-- Excerpt provided follows --
Flogging Molly might base itself out of Los Angeles, but lead singer Dave King secures the band's native Irish credentials by hailing straight from Dublin. Though the crew grew to an arena-sized punk act, the guys actually cut their teeth performing weekly at the famous L.A. digs Molly Malone's. So rest assured that the gritty pub growl in tunes like this drunken anthem come from genuine house-band beginnings playing to hordes of shitfaced bar crawlers.

“This Is a Rebel Song” by Sinead O'Connor

3. “This Is a Rebel Song” by Sinead O'Connor

Singer Sinead O'Connor is a divisive figure, but regardless of how you feel—love her or hate her—one thing's for sure: She doesn't give a shit. Regardless of one's fame, no one is protected from the incisively political folk-rocker's critical lens. This song serves as evidence of that, with the title chiding U2's apolitical pacifism (see ‘Sunday Bloody Sunday’ above) and the lyrical plea to a lover veiling a surprisingly levelheaded indictment of English violence waged against the Irish.

“Danny Boy” by Celtic Woman

4. “Danny Boy” by Celtic Woman

Ok, granted, this parent's ode to a war-bound son actually originates with an English songwriter (one Frederic Weatherly). Nonetheless, this Irish song is a classic—the rhyme and meter to ‘Londonderry Air’—and has become unofficial anthem of the diaspora. The angelic a capella ensemble Celtic Woman brings a haunting airiness to the classic with its lush vocal harmonies.
-- Excerpt provided concluded --
-- Material shown follows --
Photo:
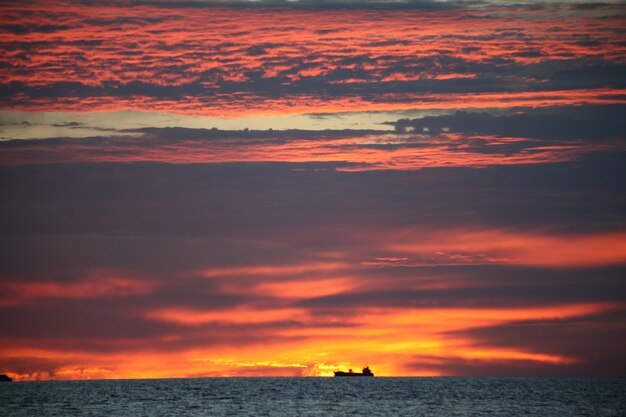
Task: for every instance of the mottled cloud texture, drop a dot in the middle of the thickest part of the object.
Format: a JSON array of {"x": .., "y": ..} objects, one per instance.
[{"x": 450, "y": 201}]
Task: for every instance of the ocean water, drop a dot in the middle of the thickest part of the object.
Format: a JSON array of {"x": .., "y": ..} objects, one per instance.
[{"x": 257, "y": 397}]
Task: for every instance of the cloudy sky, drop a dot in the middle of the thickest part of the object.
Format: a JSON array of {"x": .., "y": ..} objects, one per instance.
[{"x": 215, "y": 188}]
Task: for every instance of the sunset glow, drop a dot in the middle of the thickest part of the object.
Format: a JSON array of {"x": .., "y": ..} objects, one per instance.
[{"x": 207, "y": 189}]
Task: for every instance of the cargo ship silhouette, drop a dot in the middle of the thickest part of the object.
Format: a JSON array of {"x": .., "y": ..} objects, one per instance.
[{"x": 366, "y": 372}]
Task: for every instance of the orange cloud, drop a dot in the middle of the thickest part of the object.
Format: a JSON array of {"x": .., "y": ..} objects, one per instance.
[{"x": 512, "y": 247}]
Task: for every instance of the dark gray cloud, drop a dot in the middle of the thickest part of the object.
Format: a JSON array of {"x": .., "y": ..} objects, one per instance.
[{"x": 590, "y": 123}]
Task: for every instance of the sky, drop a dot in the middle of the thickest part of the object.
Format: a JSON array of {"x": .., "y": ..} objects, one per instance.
[{"x": 275, "y": 188}]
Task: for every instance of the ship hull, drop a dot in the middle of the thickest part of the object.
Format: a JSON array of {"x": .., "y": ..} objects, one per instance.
[{"x": 352, "y": 374}]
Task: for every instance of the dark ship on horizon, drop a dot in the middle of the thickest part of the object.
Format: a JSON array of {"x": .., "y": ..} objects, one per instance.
[{"x": 366, "y": 372}]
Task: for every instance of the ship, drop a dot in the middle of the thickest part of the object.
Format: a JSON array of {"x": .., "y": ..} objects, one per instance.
[{"x": 366, "y": 372}]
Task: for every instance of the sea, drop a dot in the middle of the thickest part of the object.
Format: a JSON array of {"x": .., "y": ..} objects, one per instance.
[{"x": 257, "y": 397}]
-- Material shown concluded --
◆ Work request A ◆
According to the piece on Irish songs, which English songwriter does "Danny Boy" originate with?
◆ Work request B ◆
Resume the piece on Irish songs after its final sentence.

◆ Your response A ◆
Frederic Weatherly.

◆ Your response B ◆
“Dirty Old Town” by the Pogues

5. “Dirty Old Town” by the Pogues

Led by the incendiary and perpetually drunk lead singer Shane McGowan, the Pogues are the forefathers of Irish punk music (direct descendants include the Dropkick Murphys and Flogging Molly). Traditional Irish folk instrumentation, punk balladry and tearful fervor coalesce in a fiery concoction on every song from these Dublin punk legends, best featured on their killer rendition of this Ewan MacColl tune.

“Molly Malone” by the Dubliners

6. “Molly Malone” by the Dubliners

Eminent Irish-folk institution the Dubliners and its rousing edition of ‘Molly Malone’ share one thing in common: staying power. The guys just passed their 50th anniversary, and the Irish capital's unofficial anthem—an ode to a young lass who sells cockles and mussels—dates back to the 1800s. Amid hundreds of years worth of recorded covers, this Dubliners track has become the definitive version—impressive!

“Whiskey in the Jar” by Thin Lizzy

7. “Whiskey in the Jar” by Thin Lizzy

This traditional folk ditty recounts a gripping story: a bandit ransacks a wealthy Englishman but ends up thwarted by his perfidious girl. Sexual trysts, violence and tons of alcohol? Sounds like an Irish song, indeed. The Thin Lizzy rendition finally does justice to the song's adventurous spirit, chock-full of the balls-to-the-wall bar-rocker vibes the band's known for.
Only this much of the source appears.